TASK PROMPT: The lines from the one containing "column 666, row 15" through the end of the entries are what to output; reproduce them exactly and add nothing.

GIVEN DATA:
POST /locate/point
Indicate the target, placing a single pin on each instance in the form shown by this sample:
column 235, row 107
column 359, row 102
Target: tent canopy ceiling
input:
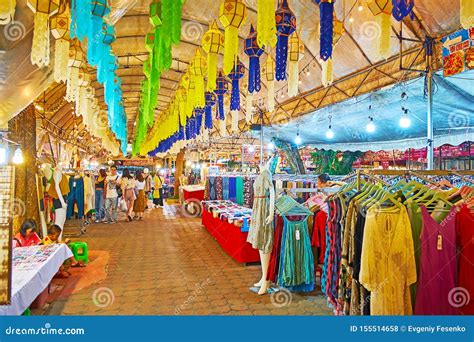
column 21, row 83
column 453, row 118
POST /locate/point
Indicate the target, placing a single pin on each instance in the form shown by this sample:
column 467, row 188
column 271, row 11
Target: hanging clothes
column 260, row 234
column 75, row 196
column 437, row 265
column 387, row 261
column 465, row 238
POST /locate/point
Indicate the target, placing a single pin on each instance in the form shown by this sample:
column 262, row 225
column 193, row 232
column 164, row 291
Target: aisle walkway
column 167, row 265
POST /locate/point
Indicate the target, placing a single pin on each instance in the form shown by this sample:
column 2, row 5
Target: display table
column 32, row 271
column 193, row 192
column 230, row 237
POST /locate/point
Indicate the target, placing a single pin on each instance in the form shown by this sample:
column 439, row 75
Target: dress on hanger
column 437, row 265
column 261, row 233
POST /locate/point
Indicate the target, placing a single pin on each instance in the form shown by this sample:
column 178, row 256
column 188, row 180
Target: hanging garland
column 266, row 23
column 210, row 102
column 213, row 45
column 232, row 16
column 286, row 25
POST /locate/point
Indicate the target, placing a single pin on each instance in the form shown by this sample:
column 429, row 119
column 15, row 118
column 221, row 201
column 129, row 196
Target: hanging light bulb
column 405, row 121
column 370, row 128
column 18, row 156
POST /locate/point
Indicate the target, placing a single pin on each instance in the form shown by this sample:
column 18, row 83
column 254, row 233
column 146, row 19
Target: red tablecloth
column 231, row 239
column 197, row 194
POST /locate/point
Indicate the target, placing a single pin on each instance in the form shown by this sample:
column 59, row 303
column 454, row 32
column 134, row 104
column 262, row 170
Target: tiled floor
column 168, row 265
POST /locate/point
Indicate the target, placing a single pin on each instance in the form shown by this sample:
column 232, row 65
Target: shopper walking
column 128, row 187
column 112, row 186
column 140, row 203
column 100, row 196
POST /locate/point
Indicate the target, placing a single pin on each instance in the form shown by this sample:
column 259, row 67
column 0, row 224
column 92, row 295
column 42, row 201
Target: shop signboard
column 458, row 52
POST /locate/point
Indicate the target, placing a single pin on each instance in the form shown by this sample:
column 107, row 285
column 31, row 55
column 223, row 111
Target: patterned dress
column 260, row 233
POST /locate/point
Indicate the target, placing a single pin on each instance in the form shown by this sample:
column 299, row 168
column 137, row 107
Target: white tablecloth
column 32, row 270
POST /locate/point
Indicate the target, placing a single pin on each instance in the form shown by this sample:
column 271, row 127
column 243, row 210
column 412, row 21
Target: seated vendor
column 27, row 236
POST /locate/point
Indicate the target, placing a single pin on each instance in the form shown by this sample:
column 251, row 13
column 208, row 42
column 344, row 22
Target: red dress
column 32, row 240
column 465, row 237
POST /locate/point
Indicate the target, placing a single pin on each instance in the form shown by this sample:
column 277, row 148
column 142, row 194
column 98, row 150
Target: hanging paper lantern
column 43, row 9
column 296, row 53
column 155, row 13
column 254, row 52
column 212, row 44
column 382, row 10
column 266, row 23
column 198, row 69
column 221, row 90
column 269, row 74
column 75, row 62
column 286, row 25
column 60, row 30
column 210, row 102
column 7, row 11
column 232, row 16
column 236, row 74
column 467, row 14
column 403, row 8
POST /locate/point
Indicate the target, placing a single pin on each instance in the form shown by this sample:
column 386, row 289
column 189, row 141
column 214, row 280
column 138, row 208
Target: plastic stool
column 80, row 251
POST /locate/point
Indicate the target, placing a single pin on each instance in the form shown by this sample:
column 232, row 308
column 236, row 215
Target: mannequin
column 261, row 226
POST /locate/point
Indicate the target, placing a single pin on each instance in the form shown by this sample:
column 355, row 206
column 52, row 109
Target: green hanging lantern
column 155, row 13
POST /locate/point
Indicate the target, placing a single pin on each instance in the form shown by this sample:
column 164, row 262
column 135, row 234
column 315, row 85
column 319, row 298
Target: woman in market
column 27, row 236
column 140, row 203
column 100, row 196
column 128, row 188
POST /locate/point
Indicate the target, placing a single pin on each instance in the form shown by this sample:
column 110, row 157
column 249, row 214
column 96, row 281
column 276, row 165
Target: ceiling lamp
column 370, row 128
column 405, row 120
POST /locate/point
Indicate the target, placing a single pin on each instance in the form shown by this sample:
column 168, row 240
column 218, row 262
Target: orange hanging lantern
column 382, row 10
column 43, row 9
column 212, row 44
column 60, row 30
column 232, row 16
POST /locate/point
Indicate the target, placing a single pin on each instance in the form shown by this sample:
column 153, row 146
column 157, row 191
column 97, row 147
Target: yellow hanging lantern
column 212, row 44
column 43, row 9
column 382, row 10
column 268, row 71
column 232, row 16
column 76, row 60
column 60, row 30
column 296, row 53
column 198, row 69
column 266, row 23
column 7, row 11
column 467, row 13
column 338, row 30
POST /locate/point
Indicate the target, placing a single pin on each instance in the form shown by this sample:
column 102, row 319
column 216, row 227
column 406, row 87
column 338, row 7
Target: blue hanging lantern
column 236, row 74
column 221, row 90
column 210, row 102
column 326, row 28
column 286, row 25
column 253, row 50
column 403, row 8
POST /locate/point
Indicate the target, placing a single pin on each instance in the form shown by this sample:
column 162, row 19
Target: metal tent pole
column 429, row 88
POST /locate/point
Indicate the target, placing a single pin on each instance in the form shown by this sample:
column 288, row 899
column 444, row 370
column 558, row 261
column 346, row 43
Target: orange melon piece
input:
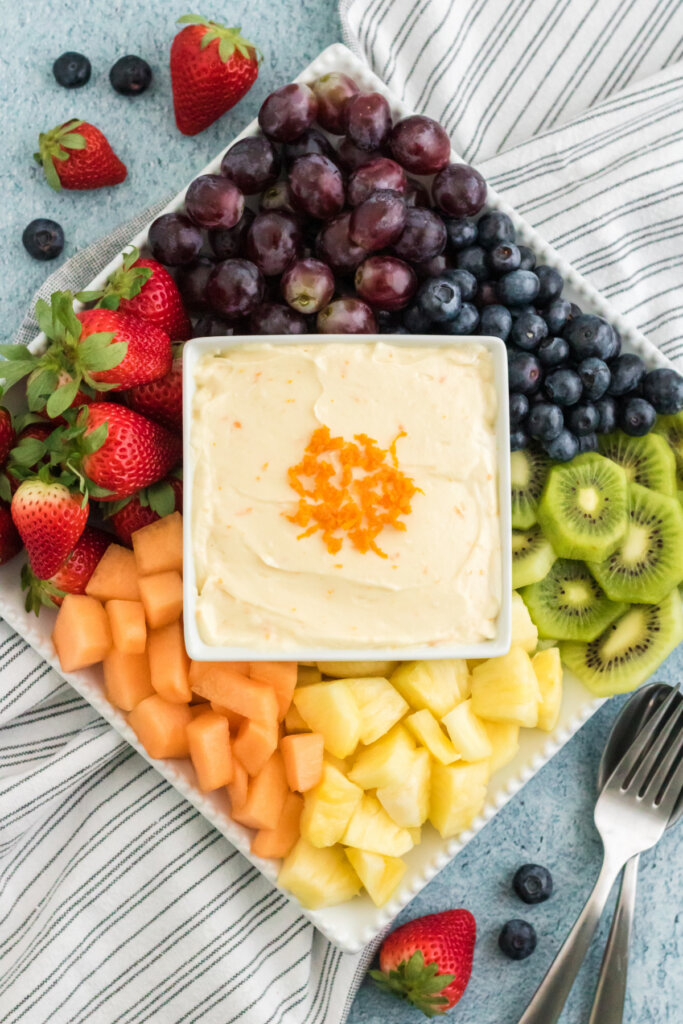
column 161, row 595
column 282, row 676
column 169, row 665
column 162, row 727
column 115, row 576
column 302, row 755
column 158, row 546
column 265, row 797
column 129, row 632
column 82, row 635
column 279, row 841
column 209, row 739
column 126, row 679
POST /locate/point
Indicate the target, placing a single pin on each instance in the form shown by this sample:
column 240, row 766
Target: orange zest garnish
column 349, row 487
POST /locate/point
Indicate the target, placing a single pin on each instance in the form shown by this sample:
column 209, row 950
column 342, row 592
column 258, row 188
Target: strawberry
column 72, row 577
column 49, row 518
column 76, row 155
column 212, row 68
column 428, row 962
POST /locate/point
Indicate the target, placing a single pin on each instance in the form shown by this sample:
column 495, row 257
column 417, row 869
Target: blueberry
column 545, row 421
column 528, row 331
column 130, row 76
column 637, row 417
column 563, row 448
column 595, row 377
column 517, row 940
column 43, row 239
column 563, row 386
column 72, row 70
column 494, row 228
column 532, row 884
column 495, row 321
column 628, row 371
column 518, row 288
column 664, row 389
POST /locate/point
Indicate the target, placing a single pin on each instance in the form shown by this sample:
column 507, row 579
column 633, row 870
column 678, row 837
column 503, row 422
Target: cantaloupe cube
column 126, row 679
column 82, row 635
column 161, row 595
column 115, row 576
column 158, row 547
column 279, row 841
column 162, row 727
column 209, row 740
column 281, row 676
column 129, row 631
column 302, row 755
column 266, row 796
column 169, row 665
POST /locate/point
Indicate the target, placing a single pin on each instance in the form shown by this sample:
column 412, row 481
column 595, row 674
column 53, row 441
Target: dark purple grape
column 288, row 112
column 252, row 163
column 174, row 240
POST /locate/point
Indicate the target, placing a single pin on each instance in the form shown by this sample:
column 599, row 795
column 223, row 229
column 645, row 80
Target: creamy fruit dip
column 274, row 427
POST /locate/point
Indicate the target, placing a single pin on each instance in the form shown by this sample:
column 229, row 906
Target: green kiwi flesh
column 648, row 562
column 567, row 604
column 630, row 649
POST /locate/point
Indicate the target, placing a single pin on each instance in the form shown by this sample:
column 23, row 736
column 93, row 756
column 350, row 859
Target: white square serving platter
column 350, row 926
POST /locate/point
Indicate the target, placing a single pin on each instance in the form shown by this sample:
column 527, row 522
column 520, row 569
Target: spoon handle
column 610, row 993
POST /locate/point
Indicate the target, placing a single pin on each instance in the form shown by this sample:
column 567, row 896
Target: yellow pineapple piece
column 328, row 808
column 407, row 799
column 371, row 828
column 505, row 689
column 318, row 878
column 380, row 705
column 467, row 732
column 383, row 761
column 427, row 731
column 458, row 795
column 331, row 710
column 379, row 875
column 435, row 686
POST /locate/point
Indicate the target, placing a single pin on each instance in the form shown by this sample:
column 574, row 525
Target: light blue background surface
column 551, row 820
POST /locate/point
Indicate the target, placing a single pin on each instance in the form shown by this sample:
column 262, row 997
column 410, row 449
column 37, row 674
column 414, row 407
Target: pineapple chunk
column 524, row 633
column 407, row 800
column 548, row 670
column 328, row 808
column 427, row 731
column 505, row 689
column 331, row 710
column 380, row 705
column 383, row 761
column 458, row 795
column 435, row 686
column 379, row 875
column 318, row 878
column 467, row 732
column 371, row 828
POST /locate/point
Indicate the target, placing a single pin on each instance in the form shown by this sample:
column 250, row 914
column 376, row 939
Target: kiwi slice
column 583, row 510
column 648, row 561
column 630, row 649
column 527, row 476
column 647, row 461
column 532, row 556
column 568, row 604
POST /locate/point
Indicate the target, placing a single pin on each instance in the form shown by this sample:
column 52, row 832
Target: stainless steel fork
column 631, row 815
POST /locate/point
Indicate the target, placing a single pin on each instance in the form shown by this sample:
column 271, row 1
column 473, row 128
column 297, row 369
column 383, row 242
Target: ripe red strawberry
column 212, row 68
column 49, row 518
column 424, row 952
column 76, row 155
column 72, row 577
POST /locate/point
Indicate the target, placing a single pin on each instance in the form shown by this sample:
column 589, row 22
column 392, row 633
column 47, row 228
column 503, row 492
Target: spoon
column 610, row 992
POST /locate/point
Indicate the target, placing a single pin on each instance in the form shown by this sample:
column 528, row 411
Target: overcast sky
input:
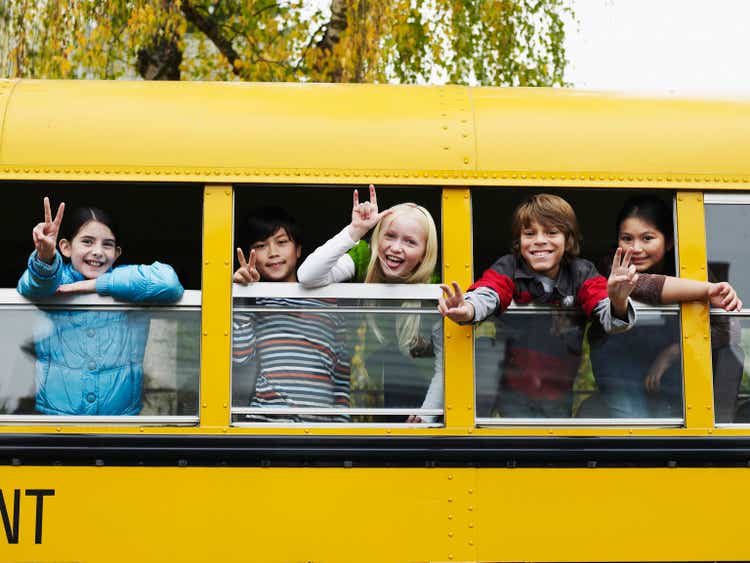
column 685, row 46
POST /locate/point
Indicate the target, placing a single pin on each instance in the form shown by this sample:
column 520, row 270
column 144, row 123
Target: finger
column 47, row 211
column 617, row 258
column 58, row 216
column 446, row 291
column 384, row 214
column 626, row 259
column 241, row 257
column 459, row 294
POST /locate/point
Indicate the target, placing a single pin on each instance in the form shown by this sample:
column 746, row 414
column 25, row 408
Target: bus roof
column 355, row 133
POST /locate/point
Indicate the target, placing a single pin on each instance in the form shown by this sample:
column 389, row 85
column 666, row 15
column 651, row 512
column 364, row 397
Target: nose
column 97, row 249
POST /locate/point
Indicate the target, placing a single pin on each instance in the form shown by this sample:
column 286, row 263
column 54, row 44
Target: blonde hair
column 407, row 326
column 423, row 272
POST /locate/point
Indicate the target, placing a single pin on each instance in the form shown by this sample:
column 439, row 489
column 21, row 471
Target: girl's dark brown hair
column 75, row 220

REPLY:
column 666, row 15
column 651, row 512
column 364, row 397
Target: nose
column 97, row 249
POST /locate/point
Indicate the target, placing a single pin on each instance in the form shown by this sample:
column 286, row 263
column 54, row 44
Target: blonde hair
column 407, row 326
column 423, row 272
POST /locate/point
Indicate the target, placing a single pin on each instance in the form shown by this sample:
column 439, row 489
column 21, row 471
Target: girl's dark brown hair
column 75, row 220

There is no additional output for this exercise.